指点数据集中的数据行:
* * *
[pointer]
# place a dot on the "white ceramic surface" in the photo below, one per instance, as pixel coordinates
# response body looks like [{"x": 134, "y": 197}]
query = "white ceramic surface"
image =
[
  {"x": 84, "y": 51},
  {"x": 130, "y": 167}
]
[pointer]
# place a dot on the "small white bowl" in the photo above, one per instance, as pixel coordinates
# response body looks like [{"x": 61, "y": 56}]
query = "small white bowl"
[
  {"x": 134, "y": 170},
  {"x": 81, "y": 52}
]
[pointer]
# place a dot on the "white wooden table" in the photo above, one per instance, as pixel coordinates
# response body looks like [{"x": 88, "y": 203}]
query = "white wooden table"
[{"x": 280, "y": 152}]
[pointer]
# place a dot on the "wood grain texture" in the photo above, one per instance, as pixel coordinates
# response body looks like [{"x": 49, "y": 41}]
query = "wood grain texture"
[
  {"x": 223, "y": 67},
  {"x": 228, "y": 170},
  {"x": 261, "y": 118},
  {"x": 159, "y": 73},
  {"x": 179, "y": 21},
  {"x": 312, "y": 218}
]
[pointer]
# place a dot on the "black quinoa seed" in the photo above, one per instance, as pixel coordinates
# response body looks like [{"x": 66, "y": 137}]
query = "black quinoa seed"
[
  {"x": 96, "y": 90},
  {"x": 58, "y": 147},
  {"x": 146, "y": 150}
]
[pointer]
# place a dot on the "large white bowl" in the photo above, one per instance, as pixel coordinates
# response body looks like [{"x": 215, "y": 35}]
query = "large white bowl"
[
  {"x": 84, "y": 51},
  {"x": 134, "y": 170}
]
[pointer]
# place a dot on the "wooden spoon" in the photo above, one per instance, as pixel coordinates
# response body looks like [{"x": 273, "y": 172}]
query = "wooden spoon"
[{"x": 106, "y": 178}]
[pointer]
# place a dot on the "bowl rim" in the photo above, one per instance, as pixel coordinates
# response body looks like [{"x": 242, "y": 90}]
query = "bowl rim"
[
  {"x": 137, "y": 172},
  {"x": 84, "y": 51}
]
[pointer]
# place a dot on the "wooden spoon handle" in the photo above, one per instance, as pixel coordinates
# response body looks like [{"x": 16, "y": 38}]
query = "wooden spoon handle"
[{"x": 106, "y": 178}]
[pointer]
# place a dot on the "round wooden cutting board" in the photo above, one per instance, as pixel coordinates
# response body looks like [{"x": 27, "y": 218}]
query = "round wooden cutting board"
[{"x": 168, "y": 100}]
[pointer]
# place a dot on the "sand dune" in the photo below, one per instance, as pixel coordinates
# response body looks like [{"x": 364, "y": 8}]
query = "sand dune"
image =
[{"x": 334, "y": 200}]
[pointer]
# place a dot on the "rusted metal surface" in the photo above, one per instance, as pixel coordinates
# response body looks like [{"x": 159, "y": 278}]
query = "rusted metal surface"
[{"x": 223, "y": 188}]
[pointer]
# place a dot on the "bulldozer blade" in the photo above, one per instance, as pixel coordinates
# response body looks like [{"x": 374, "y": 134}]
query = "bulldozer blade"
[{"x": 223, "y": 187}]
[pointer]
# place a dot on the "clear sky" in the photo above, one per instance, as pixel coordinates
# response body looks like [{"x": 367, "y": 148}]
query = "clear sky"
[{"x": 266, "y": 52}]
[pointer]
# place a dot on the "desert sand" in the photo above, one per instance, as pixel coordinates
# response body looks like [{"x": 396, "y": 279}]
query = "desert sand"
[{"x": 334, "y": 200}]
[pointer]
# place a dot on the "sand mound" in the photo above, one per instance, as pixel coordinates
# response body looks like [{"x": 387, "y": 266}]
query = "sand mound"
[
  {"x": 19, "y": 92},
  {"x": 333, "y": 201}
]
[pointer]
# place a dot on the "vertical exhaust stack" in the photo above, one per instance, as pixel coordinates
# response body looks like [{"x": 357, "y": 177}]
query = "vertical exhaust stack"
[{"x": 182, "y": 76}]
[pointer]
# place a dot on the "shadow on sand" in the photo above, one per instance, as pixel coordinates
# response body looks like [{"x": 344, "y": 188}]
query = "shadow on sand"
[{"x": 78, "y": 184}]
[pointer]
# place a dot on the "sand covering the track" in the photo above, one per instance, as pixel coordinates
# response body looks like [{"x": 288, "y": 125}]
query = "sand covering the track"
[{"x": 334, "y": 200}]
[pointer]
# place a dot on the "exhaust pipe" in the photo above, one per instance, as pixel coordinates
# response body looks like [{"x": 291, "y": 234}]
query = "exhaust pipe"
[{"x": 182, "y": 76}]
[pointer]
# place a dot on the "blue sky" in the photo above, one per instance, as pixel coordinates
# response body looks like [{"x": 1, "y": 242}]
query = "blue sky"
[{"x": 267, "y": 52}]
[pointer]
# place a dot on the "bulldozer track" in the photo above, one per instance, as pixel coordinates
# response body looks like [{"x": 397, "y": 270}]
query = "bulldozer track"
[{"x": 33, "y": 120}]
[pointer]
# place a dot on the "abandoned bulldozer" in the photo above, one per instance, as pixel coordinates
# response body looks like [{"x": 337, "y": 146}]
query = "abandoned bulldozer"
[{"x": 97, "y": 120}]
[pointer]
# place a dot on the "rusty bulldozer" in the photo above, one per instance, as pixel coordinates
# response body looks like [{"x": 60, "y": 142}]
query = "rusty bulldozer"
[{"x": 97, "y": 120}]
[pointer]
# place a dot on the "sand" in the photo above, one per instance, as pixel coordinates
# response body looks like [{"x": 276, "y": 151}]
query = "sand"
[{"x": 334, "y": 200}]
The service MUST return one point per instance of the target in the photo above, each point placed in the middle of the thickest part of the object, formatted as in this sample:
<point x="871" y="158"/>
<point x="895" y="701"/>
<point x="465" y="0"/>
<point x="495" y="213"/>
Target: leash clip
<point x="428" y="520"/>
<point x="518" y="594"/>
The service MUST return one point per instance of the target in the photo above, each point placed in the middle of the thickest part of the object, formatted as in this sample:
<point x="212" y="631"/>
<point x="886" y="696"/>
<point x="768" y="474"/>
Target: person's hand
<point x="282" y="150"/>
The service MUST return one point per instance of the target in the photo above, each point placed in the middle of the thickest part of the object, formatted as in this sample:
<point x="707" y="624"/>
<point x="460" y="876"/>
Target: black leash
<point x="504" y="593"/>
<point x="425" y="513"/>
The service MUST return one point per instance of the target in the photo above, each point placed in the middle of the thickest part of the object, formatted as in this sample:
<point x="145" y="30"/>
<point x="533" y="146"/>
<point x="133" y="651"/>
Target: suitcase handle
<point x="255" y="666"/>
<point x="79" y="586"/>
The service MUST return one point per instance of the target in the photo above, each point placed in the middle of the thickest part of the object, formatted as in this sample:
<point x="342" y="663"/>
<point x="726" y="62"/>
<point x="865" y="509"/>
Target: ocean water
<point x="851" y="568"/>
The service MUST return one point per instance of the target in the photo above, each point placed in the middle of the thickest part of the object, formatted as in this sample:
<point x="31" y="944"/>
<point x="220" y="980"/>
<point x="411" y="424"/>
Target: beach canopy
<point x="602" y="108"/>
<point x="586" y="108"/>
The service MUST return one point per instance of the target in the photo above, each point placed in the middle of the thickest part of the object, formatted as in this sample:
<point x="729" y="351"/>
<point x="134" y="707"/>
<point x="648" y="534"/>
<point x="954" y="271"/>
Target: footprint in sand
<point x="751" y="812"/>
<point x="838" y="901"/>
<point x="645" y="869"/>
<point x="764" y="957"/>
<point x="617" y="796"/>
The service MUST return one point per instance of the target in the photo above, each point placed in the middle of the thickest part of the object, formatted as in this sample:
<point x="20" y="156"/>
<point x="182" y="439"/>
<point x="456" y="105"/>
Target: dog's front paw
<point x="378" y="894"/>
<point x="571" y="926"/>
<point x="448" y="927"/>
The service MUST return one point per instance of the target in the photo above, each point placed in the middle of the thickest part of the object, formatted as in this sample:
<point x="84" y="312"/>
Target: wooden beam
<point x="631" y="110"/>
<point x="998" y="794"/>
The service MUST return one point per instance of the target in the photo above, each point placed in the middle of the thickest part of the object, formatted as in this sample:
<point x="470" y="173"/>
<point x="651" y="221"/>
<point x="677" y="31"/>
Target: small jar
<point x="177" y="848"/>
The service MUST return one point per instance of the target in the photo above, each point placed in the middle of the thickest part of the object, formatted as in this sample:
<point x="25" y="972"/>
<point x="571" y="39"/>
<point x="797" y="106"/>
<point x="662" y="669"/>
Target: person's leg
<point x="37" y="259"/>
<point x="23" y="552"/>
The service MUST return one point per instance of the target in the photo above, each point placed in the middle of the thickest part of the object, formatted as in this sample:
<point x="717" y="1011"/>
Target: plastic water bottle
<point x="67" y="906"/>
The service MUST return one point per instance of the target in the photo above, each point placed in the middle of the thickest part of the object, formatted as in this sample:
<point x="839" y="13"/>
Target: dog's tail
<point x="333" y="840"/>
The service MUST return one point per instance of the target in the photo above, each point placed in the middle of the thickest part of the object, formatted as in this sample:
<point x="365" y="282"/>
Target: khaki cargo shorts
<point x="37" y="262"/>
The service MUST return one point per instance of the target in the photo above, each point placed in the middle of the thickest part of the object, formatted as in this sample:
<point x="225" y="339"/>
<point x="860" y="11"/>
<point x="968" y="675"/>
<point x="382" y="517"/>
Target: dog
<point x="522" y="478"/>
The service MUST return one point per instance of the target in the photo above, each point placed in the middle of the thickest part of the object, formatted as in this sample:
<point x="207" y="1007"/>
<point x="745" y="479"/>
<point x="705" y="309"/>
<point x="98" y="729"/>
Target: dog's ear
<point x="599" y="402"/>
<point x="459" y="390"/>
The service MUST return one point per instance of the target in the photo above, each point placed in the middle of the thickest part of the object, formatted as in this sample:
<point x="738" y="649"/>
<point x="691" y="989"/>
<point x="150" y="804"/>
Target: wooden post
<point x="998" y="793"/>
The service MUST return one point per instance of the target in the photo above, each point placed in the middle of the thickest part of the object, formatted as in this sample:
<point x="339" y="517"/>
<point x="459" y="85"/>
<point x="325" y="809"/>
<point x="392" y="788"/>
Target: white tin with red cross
* * *
任务要求:
在上面的数据里找出所有含有字符串“track”的行，并把这些行逐一原样抄录下来。

最终答案:
# place a dot on the "sand covering the track" in the photo above, one per instance, as pixel coordinates
query = "sand covering the track"
# place a dot on the "bulldozer track" in the photo above, one per instance, as pixel coordinates
query = "bulldozer track"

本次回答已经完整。